Return the material below in full and exactly.

* Material shown
— begin —

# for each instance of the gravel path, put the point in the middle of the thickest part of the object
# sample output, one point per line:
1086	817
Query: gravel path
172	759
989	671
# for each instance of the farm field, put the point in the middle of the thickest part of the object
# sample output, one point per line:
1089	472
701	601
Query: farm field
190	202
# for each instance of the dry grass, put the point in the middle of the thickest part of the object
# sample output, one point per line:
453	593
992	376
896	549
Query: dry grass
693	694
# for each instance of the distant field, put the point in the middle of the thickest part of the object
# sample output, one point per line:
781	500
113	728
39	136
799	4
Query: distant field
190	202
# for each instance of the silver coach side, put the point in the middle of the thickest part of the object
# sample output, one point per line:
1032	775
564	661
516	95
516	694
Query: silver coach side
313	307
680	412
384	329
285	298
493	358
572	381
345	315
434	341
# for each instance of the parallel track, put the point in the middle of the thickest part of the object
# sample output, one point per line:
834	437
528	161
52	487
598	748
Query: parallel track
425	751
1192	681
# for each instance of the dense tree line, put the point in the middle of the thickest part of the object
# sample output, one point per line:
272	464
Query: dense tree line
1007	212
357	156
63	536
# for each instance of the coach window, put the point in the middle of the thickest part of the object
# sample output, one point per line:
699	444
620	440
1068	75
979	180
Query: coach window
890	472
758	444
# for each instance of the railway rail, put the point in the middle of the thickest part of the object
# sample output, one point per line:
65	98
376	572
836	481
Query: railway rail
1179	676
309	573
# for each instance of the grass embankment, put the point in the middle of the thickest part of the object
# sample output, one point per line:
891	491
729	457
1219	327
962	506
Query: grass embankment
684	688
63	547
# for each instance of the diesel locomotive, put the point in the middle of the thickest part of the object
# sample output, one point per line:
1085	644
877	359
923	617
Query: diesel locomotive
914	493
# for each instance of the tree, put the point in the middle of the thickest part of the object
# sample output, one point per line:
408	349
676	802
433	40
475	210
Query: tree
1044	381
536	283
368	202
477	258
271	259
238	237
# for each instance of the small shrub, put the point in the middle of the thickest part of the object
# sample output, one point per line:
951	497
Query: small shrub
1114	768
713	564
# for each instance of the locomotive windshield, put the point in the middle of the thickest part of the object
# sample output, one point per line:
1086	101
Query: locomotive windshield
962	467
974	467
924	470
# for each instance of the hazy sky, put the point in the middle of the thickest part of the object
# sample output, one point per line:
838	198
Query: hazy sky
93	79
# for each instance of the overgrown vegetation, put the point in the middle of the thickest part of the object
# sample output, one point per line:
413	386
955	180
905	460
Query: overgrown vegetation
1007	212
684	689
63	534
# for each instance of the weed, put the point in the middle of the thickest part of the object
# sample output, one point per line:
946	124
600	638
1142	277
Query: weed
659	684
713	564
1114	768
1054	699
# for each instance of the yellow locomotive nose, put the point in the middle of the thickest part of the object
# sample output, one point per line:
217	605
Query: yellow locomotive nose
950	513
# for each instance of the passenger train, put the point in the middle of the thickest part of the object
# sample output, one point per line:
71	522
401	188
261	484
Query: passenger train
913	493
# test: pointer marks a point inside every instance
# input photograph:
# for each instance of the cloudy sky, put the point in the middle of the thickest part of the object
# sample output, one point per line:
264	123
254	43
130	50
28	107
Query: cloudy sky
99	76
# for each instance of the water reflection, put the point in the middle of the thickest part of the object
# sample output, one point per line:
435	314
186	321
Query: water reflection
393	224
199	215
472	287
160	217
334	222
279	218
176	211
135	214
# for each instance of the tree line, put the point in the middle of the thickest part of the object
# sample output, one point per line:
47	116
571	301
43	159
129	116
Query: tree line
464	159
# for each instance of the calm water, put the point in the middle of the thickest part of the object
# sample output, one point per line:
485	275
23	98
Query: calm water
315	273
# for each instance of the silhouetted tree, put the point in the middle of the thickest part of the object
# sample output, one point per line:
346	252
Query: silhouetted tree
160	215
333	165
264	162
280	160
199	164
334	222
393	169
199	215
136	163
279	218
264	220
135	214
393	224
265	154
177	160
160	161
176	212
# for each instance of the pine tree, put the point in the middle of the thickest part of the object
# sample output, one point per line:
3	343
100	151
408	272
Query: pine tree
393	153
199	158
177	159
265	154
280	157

— end —

* Task output
# for each instance of the gravel path, put the point in the middle of the thickest part of the object
# sample output, one point per line:
1086	817
Query: gravel path
172	759
989	671
# for each instance of the farm field, put the point in the middle of the thickest part of the object
# sample output, one point per line:
1089	472
701	601
Query: farm field
190	202
# for each instance of the dry grass, put the point in the middle of the thickest part of the object
# sample output, one point per line:
453	593
992	376
896	549
Query: dry grass
693	694
# for each instance of the distant field, put the point in the middle of the thickest part of the object
# sample output, one point per line:
781	500
113	728
39	136
799	4
Query: distant field
190	202
# for each instance of the silver coach side, put the point in the middle of the thickest part of the object
# sample output, one point per line:
1032	775
564	661
516	95
516	694
Query: silver coach side
313	307
680	412
384	329
285	298
493	358
572	381
345	315
434	341
# for each instance of the parallel track, put the point in the middle of the thickest part of the object
# sample output, one point per line:
834	437
528	161
52	487
598	748
Query: parallel track
425	751
1192	681
# for each instance of the dense tree line, put the point in the middle of the thickest part of the object
# sample output, one point per line:
272	464
Query: dense tree line
1007	212
357	156
63	536
# for each instance of the coach window, put the point in the middle of the thickest part of the object
# sample output, one point per line:
699	444
620	440
1068	75
979	180
Query: coach window
890	472
758	444
# for each instance of the railway rail, put the point in the middle of the thickest part of the object
# sample output, one point per line:
65	98
376	572
836	481
Query: railway rail
1179	676
309	573
# for each instance of the grass embankment, put the point in the middle of the thickest part of the object
# sample output, one point per line:
891	491
729	457
1219	327
962	506
Query: grass embankment
684	688
63	547
# for each instance of the diesel locomotive, put the point in the middle of the thickest part of the object
# sample output, one point per line:
1085	644
877	359
923	617
Query: diesel locomotive
914	493
# for each instance of the tree, put the point in the middle of the thickest part of the object
# sample output, one point per line:
408	349
676	802
433	40
475	210
Query: tree
1044	381
536	283
368	202
477	258
271	259
238	237
# for each instance of the small shrub, put the point in the middle of the thickest part of the object
# sample output, one point per line:
951	497
Query: small shrub
1114	768
713	564
# for each instance of the locomotive windshield, put the point in the middle of the thickest part of the object
# sample output, one point per line:
1086	101
Query: locomotive windshield
962	467
974	467
924	470
# for each instance of the hazy sky, put the point in the middle of the thickest part of the object
# sample output, one point per line:
838	198
Query: hazy sky
93	79
# for each instance of the overgrown vegetation, put the point in the middle of the thickest part of the object
# sample output, one point per line:
413	386
955	180
905	460
Query: overgrown vegetation
1007	212
684	689
63	534
# for each instance of the weed, put the point in the middle of the thickest part of the object
# sample output, one point per line:
946	124
600	638
1142	277
Query: weed
659	684
713	564
1114	768
1054	699
# for each instance of the yellow locomotive nose, put the point in the middle of the thickest part of the object
# sample output, one point per line:
217	605
Query: yellow locomotive nose
950	513
# for each instance of the passenger train, put the point in the middle of the thickest part of the object
# sample output, one point per line:
71	522
401	188
261	484
Query: passenger train
913	493
# test: pointer marks a point inside every instance
# input photograph:
# for each instance of the cloudy sky, put the point in the middle of the thickest part of the object
# sample output, one point per line:
264	123
254	43
130	50
28	107
Query: cloudy sky
99	76
# for each instance of the water reflection, put the point in the middle of the thickest part of the object
# sample output, one point per line:
435	314
186	321
Query: water reflection
393	224
199	215
472	287
160	217
334	222
279	218
176	211
135	214
# for each instance of the tree line, put the point in the middle of the thickest part of the object
# sample output, one point per line:
47	116
571	301
43	159
129	116
Query: tree line
464	159
# for each instance of the calm water, put the point in the middle of the thickest part of the object
# sample output, one point per line:
485	275
23	98
Query: calm water
315	273
# for each instance of the silhouetted tree, put the point in the middle of the thickest part of the object
# sample output, one point per line:
346	252
Query: silhouetted tree
160	215
333	165
264	162
280	160
199	164
334	222
393	169
199	215
136	163
279	218
264	220
135	214
393	224
265	154
177	160
160	161
176	212
# for each instance of the pine tree, put the point in the middle of the thickest part of the object
# sample output, one point per line:
3	343
100	151
408	272
Query: pine tree
393	153
199	158
177	159
265	154
280	157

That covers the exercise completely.